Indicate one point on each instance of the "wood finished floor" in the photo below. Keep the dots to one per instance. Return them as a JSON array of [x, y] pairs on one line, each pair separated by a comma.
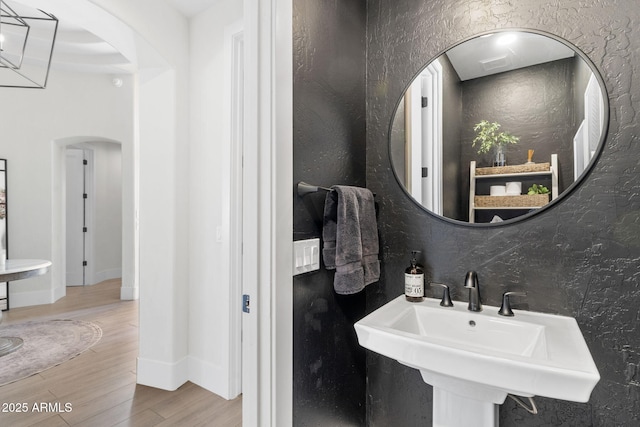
[[100, 384]]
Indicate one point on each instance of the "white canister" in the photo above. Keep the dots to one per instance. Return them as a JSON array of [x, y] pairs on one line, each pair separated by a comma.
[[498, 190], [514, 188]]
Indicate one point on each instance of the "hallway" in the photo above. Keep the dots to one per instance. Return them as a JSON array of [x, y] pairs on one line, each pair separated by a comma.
[[100, 384]]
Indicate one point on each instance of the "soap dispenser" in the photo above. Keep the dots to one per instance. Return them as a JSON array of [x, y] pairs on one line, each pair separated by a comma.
[[414, 281]]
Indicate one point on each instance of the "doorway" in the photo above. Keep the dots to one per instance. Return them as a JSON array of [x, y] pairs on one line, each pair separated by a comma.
[[91, 210]]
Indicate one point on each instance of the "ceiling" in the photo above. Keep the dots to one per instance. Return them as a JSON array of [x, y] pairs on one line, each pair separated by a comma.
[[504, 51], [77, 49]]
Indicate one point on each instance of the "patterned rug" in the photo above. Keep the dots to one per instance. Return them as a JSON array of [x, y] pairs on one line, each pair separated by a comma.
[[46, 344]]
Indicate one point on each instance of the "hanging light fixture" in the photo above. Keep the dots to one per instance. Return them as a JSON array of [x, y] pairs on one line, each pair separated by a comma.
[[27, 38]]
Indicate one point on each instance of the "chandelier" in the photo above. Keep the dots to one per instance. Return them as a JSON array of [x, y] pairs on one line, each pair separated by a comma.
[[27, 38]]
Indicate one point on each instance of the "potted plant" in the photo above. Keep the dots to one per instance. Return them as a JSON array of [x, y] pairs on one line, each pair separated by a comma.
[[489, 137]]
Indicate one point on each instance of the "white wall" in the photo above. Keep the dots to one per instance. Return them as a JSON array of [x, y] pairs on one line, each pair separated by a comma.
[[178, 180], [73, 105], [210, 302]]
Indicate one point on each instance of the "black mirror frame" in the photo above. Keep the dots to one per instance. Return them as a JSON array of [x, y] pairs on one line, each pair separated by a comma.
[[570, 189]]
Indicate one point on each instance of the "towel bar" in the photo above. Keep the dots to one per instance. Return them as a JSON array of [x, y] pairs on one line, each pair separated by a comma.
[[304, 188]]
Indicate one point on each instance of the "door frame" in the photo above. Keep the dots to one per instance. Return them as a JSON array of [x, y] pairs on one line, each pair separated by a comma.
[[234, 95], [268, 214]]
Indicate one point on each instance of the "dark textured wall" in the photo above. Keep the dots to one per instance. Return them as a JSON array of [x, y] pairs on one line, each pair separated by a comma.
[[329, 148], [579, 258], [534, 103]]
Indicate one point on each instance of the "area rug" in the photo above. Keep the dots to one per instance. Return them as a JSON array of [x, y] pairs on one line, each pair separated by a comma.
[[46, 344]]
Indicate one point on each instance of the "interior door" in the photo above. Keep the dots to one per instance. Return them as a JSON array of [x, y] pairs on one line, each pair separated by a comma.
[[75, 217]]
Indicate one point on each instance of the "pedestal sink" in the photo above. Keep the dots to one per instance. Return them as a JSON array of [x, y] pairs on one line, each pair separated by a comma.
[[474, 360]]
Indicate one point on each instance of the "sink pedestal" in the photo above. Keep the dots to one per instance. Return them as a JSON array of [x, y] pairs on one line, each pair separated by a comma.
[[451, 410], [474, 360], [460, 403]]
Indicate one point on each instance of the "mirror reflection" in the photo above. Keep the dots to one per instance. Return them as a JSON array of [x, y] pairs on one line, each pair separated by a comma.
[[497, 127]]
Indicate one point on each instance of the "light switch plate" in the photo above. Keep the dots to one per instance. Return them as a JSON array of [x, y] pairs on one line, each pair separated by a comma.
[[306, 256]]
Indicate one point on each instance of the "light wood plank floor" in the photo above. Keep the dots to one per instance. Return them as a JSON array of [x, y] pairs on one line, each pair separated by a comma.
[[100, 384]]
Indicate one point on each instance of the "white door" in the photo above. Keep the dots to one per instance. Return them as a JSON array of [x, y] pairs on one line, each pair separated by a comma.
[[267, 379], [75, 216]]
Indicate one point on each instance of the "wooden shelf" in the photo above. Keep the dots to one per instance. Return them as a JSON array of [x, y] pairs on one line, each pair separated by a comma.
[[547, 171]]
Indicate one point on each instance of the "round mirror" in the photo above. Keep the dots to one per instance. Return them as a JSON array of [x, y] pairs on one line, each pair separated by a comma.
[[498, 127]]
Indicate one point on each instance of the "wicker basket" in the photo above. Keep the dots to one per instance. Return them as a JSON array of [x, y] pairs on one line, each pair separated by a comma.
[[499, 170], [523, 201]]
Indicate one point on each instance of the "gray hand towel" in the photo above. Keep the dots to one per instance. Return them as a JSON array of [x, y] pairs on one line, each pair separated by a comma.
[[350, 235]]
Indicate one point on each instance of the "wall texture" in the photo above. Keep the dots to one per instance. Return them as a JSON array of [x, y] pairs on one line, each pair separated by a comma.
[[588, 245], [329, 148]]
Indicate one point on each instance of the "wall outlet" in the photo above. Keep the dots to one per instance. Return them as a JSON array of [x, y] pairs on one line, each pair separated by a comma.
[[306, 256]]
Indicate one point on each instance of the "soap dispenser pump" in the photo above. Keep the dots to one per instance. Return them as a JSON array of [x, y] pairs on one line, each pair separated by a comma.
[[414, 280]]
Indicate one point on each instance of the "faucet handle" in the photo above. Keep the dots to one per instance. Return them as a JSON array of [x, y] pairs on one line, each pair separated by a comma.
[[505, 308], [446, 296]]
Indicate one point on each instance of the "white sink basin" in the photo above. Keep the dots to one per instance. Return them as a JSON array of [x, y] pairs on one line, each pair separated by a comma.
[[484, 356]]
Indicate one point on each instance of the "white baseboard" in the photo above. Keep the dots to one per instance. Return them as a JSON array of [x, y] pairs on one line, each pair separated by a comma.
[[210, 377], [162, 375], [27, 299], [129, 294], [113, 273]]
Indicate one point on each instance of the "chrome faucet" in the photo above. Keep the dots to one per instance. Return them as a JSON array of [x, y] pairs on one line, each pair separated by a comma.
[[471, 283]]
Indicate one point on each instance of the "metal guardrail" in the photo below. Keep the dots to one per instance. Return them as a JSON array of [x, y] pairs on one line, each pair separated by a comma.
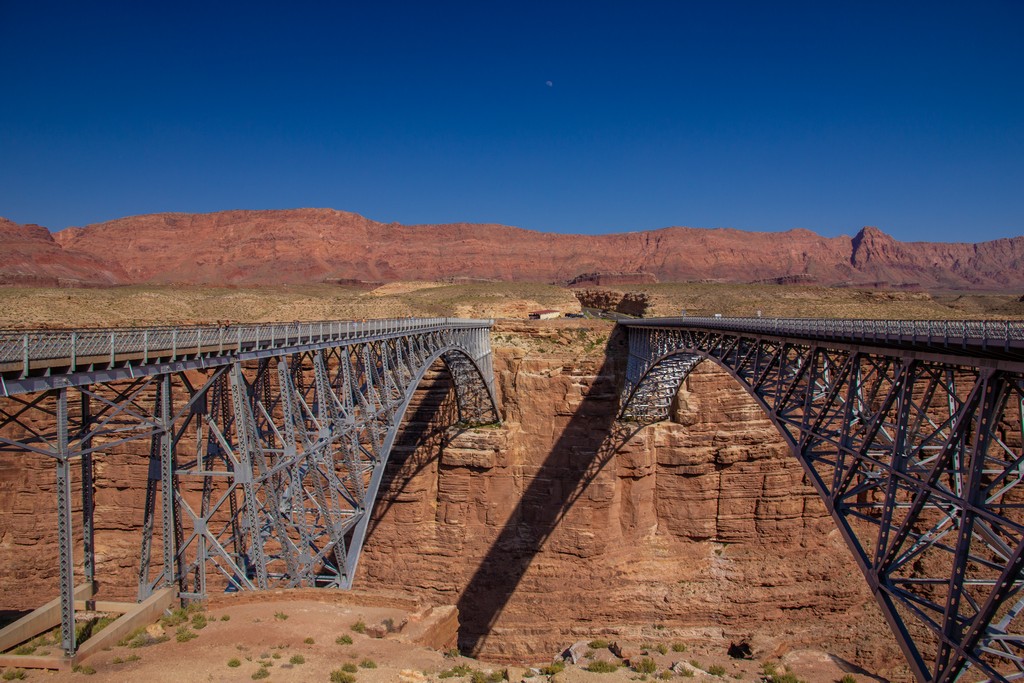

Task to complete:
The whole listing above needs to be copied exactly; please keep the pictures out.

Output for this task:
Indicate one point on each instance of the "wood finished floor" in the photo below. Keep the dots to one per instance. Return them as a JSON array of [x, y] pairs on one line, each pair separated by a comma.
[[100, 384]]
Indicate one point on each instance of the "white canister" in the photo above. Keep the dots to one per instance. Return them as a JSON array of [x, y] pairs on one line, each pair separated by a comma.
[[498, 190], [514, 188]]
Indicate one point on each instance of the "hallway" in the photo above. Keep the dots to one per instance. Return them as a JSON array of [x, y] pairs on one line, each pair separated by a comma.
[[100, 384]]
Indicate one point on each instance of the "soap dispenser" in the photo above. Keep the dots to one per instance. Return them as a JSON array of [x, y] pairs on one line, each pair separated by a comma.
[[414, 281]]
Indicate one point on each instance of the "doorway" in the photo above. Keep the dots to one per instance. Return them as a JSON array of [x, y] pairs on one line, each pair separated by a comma.
[[91, 210]]
Indicate one point on each instance of the "ceiling" in the photo above. Keep the dots to one per instance. Return them as a JSON array of [x, y] pairs on one line, each pair separated by a comma.
[[504, 51], [77, 49]]
Indicate one point on each instance of the "patterned rug" in the photo above. Keep the dots to one per instance. Return them as a JSON array of [x, y] pairs on one line, each pair separated by a comma.
[[46, 344]]
Indicate one point on each instance of the "hanging light fixture" in the photo above. Keep the dots to one per instance. Return them as a JSON array of [x, y] pairs on one line, each pair separated by a comma.
[[27, 38]]
Indicate one point on each instance of the "chandelier" in the photo above. Keep the dots to one per instance. Return them as a JSON array of [x, y] pairs on one line, each pair separated by a comma.
[[27, 38]]
Indicate one point on each instance of the "potted plant" in the photo above. Keep the dots to one per instance. Return them as a JSON array of [x, y] pairs on one line, each pair separated by a comma.
[[489, 137]]
Indicate one point on each instance of the "white wall" in the photo above. Keep the dots to one per instance. Return them as a JSON array of [x, y] pairs on one line, each pair separated by a comma.
[[178, 180], [73, 105], [210, 302]]
Indicate one point on each instance of the "black mirror frame" in the photo above. Keep the dots to one per instance. Return them as a JSON array of [x, y] pairs on one line, each pair separated by a comma.
[[570, 189]]
Indicate one point on each instance of the "towel bar" in the photo above. Keep the dots to one per instance. Return them as a JSON array of [x, y] pairs on one line, each pair separated by a comma.
[[304, 188]]
Indicate one point on each instance of the "door frame" in the photo above. Keep the dots to one per instance. Return them as a JSON array of [x, y] pairs on one line, each pair separated by a comma.
[[234, 95], [268, 214]]
Indicate one point on each instance of the "dark textured wall" in the photo above. Keep the dots to one per instance. Return them as a JSON array of [x, y] pairs on one line, each pair separated by a comma.
[[329, 148], [579, 258], [534, 103]]
Indicate one point on each instance of the "area rug" in the photo above. Keep the dots to one per instance. Return them as a JSON array of [x, y] pairs on one line, each pair separated by a comma.
[[46, 344]]
Indicate one point on each instance of the "interior door" in the photo above. Keep the dots to one per instance. Return them as a JSON array of [x, y] pairs on one line, each pair separated by a comma.
[[75, 217]]
Indicate one point on each instance of the "pedestal sink" in the photo above. Keep the dots to one per instance. Return them as a JSON array of [x, y] pairs on one line, each pair separated by a comma.
[[474, 360]]
Indicate one point on each instance of the "sink pedestal" in the photo above. Keep the dots to one per instance. Return them as a JSON array of [x, y] pairs on one line, each pair separated by a comma.
[[451, 410], [474, 360], [460, 403]]
Indicate one point on each instance of the "mirror reflection" in the photo above. Keep the dots to one per instance. Return them as a JSON array of [x, y] pairs on one line, each pair separated by a comma.
[[497, 127]]
Indicate one point on each instance of the "light switch plate" in the photo above. Keep the dots to one per instance. Return them as a JSON array of [x, y] pairs on one line, each pair separated by a comma.
[[306, 256]]
Indicate one point on each instance of the "light wood plank floor" in the photo above. Keep the dots to one per instance. Return them as a JSON array of [x, y] pairs on one line, each pair separated by a comma.
[[100, 384]]
Indicate one point on each instance of the "white door" in the photo above. Keep the dots to one per instance. Return them as a JSON array of [x, y] pairs on one line, each pair separated by a comma.
[[267, 379], [75, 216]]
Indicate one point on each instance of the "wooden shelf" in the photo above. Keep the dots to one per instance. Return them as a JSON array of [x, y] pairs on one line, each pair separated by a comma.
[[547, 171]]
Indicate one point on each instance of the "round mirror" in the photo above. Keep the dots to one per instance. Return them as a JSON array of [x, y] pairs on one line, each pair separated by a comma.
[[498, 127]]
Indicate one point on each instance of the "wicker basket" in the photo above. Keep the dots to one per instance. Return them as a JSON array of [x, y] pairs on one line, each pair separated by a comma.
[[499, 170], [523, 201]]
Indicate one point on each instance of the "gray hand towel" in the photo above. Keep the dots to one per instance. Return them as a JSON array of [x, y] pairs on one line, each pair separated by a comma.
[[350, 235]]
Indicate one point on each instance of the "wall texture" in the photo above. Keep the dots to one per instance. Return them as a JSON array of [x, y] pairs on one line, each pair separated by a comma.
[[588, 245], [329, 148]]
Indicate one point on each instance of the "wall outlet" in the photo above. Keep the dots to one per instance. Return them as a JSON array of [x, y] pairs on one line, each pair separated by a comma.
[[306, 256]]
Indicate one point on each instance of the "soap dispenser pump" in the photo above. Keep the dots to one per instance. Return them as a JSON array of [x, y] pairs on one line, each pair separated by a comma.
[[414, 280]]
Indicate one point on each instance of the "faucet handle" in the photo above. Keep the dots to one per instance. Return them as a JSON array of [x, y] pairs on one line, each pair separated by a comma.
[[505, 308], [446, 296]]
Indicate one point on each instance of the "white sink basin" in the photo above. Keep the dots to one per instance. Return them as a JSON array of [x, y] pairs on one line, each pair separated by a comma.
[[484, 356]]
Indicate one point on each instance of the "white baseboard" in the photo above. Keep the dots to one per instance. Return them as a JSON array of [x, y] pairs on one line, each pair separated by a comma.
[[210, 377], [162, 375], [27, 299], [129, 294], [113, 273]]
Indicate one point on each instance of the "chrome faucet" in the photo above. Keep the dots to one per instance. Return them as a JSON array of [x, y] pairs on one line, each pair separated by a comma.
[[471, 283]]
Indicate one point on each instance of the "metal guardrail" in the photo below. Keep the dots to one per instance. Return them as a JSON array of [x, y] pairs on one line, each pair separated by a comma.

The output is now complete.